Exercices proposés:
a) Selon le texte sur les femmes peintres haïtiennes, combien d'œuvres de Rose-Marie Desruisseau sont consacrées à la vie dans les Ounfò ?
b) Poursuivez le texte sur les femmes peintres haïtiennes à la suite de sa dernière phrase.

Texte à lire:
>>>>>
Les femmes peintres haïtiennes ne jouissent pas de la même renommée que leurs homologues masculins. Elles sont pour ainsi dire invisibilisées, dans un milieu artistique parfois sexiste
Rose-Marie Desruisseau, peintre haïtienne formée au centre d’art, est l’une des 25 artistes exposées à la maison Dufort, dans le cadre de l’exposition Vives. Son travail prend place aux côtés d’autres artistes femmes comme Tessa Mars, Pascale Monnin, ou encore Luce Turnier.
Très active à partir de 1963, elle était déjà présente à la création de l’École Nationale des Arts en 1983. Cependant, très peu des étudiants formés dans cette école savent qui Rose-Marie Desruisseau est.
Lire aussi: Pòtoprens kontinye inyore desizyon pou bay kèk ri pote non fanm
Comme elle, les femmes peintres haïtiennes ne jouissent pas de la même renommée que leurs homologues masculins. Elles sont pour ainsi dire invisibilisées, dans un milieu artistique parfois sexiste.
D’après Jean Herald Legagneur, professeur à l’université d’État d’Haïti, qui a participé au transfert de la collection du Musée d’art haïtien au Centre d’art en 2021, l’œuvre de Desruisseau mérite pourtant qu’on s’y intéresse.
Cette artiste a consacré une grande partie de son travail à la peinture de la vie dans les Ounfò. 47 de ces œuvres éparpillées en Haïti et à l’étranger, tournent autour de ce seul thème.
L’épopée joue également un rôle important dans l’œuvre de la peintre. Dans l’une de ses toiles exposées à Vives, du 15 janvier au 13 février, elle résume une bonne partie de l’histoire d’Haïti, de la période précolombienne à l’occupation américaine. Elle est l’une des rares artistes haïtiennes à s’intéresser à l’épopée.
En tout 25 femmes sont exposées sur les murs de la maison Dufort à l’exposition Vives. Selon Allenby Augustin, directeur exécutif du centre, il s’agit de « rappeler l’importance et la diversité des sensibilités artistiques féminines […] et encourager les femmes à faire de l’art. »
En parallèle, un séminaire de formation a eu lieu durant le mois de janvier au local du Centre d’Art avec une dizaine de jeunes. Ils sont formés au métier de commissaire, et vont préparer une prochaine exposition, qui sera aussi consacrée à des artistes femmes.
Selon Stéphanie Dalzon, qui a étudié les arts plastiques à l’École nationale des arts, ces initiatives sont importantes. Les femmes ont plus de difficultés à se faire connaître dans le milieu et à vivre de leur art, d’après elle : « En Haïti les plasticiens connus sont beaucoup plus nombreux que les plasticiennes. Même si plus de femmes intègrent aujourd’hui les écoles d’art, elles rencontrent plus de difficultés à s’intégrer. »
<<<<<
Documents fournis:
>>>>>
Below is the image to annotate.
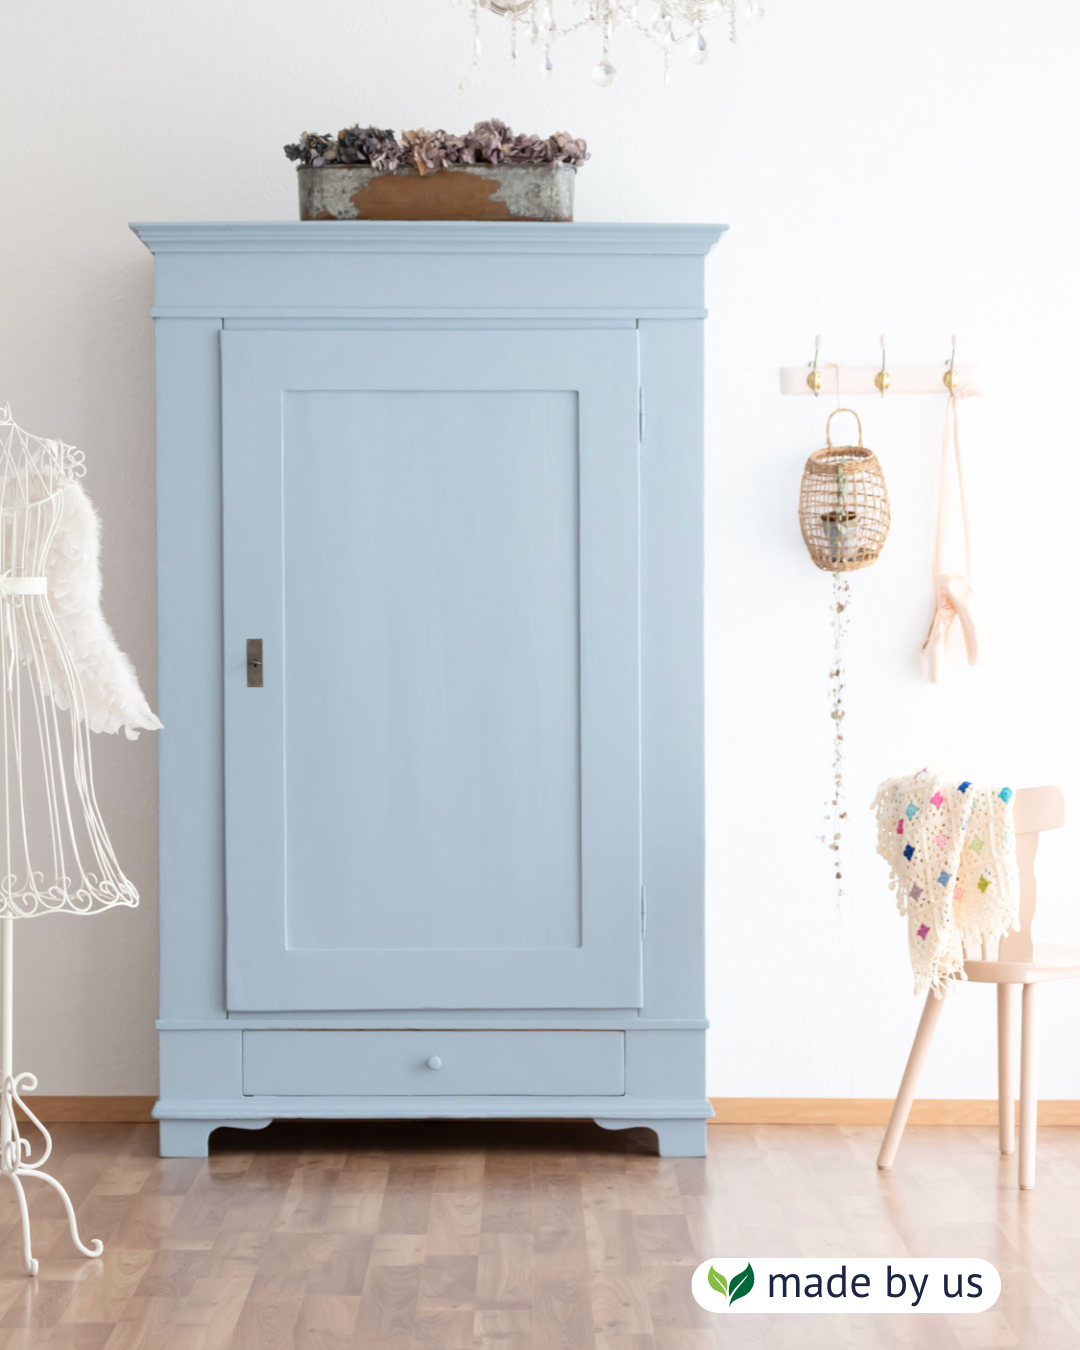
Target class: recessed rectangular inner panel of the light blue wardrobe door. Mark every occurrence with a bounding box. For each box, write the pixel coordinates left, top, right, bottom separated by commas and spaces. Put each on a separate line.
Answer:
<<<<<
Résultats par exercice:
a) 47 œuvres.

b)
Sur les 25 artistes en exposition, Derby Saint Fleur, étudiant en histoire de l’art et archéologie n’en connaît qu’une ou deux. Stéphanie Dalzon elle-même avoue connaître quelques-unes des artistes haïtiennes via des recherches sur les arts plastiques, et d’autres via les réseaux sociaux.
Cette lacune incombe à un manque de documents qui relatent le travail des femmes plasticiennes. En outre, l’enseignement secondaire ou encore l’université n’expriment pas un grand intérêt pour la vulgarisation de ces œuvres.
Depuis 2019, grâce au nouveau secondaire, l’histoire de l’art est devenue une matière obligatoire dans les écoles. Cependant, les artistes haïtiens n’y sont pas étudiés. Smith Johnson, élève de Secondaire III, suit des cours d’histoire de l’art depuis trois ans. Aucune des femmes exposées au Centre d’art ne lui est familière.
Il n’y a pas qu’au niveau secondaire que les artistes femmes sont invisibilisées. Même au sein de l’École Nationale des Arts, ENARTS, qui forme des artistes au niveau des arts visuels et de la scène, les étudiants ne connaissent pas assez la vie et l’œuvre des artistes femmes en général.
Veerle Poupeye est historienne de l’art et animatrice du séminaire sur le commissariat d’exposition et la médiation culturelle au Centre d’art. Pour elle, certaines questions sur la femme, sa place et son travail dans l’art, sont importantes à poser.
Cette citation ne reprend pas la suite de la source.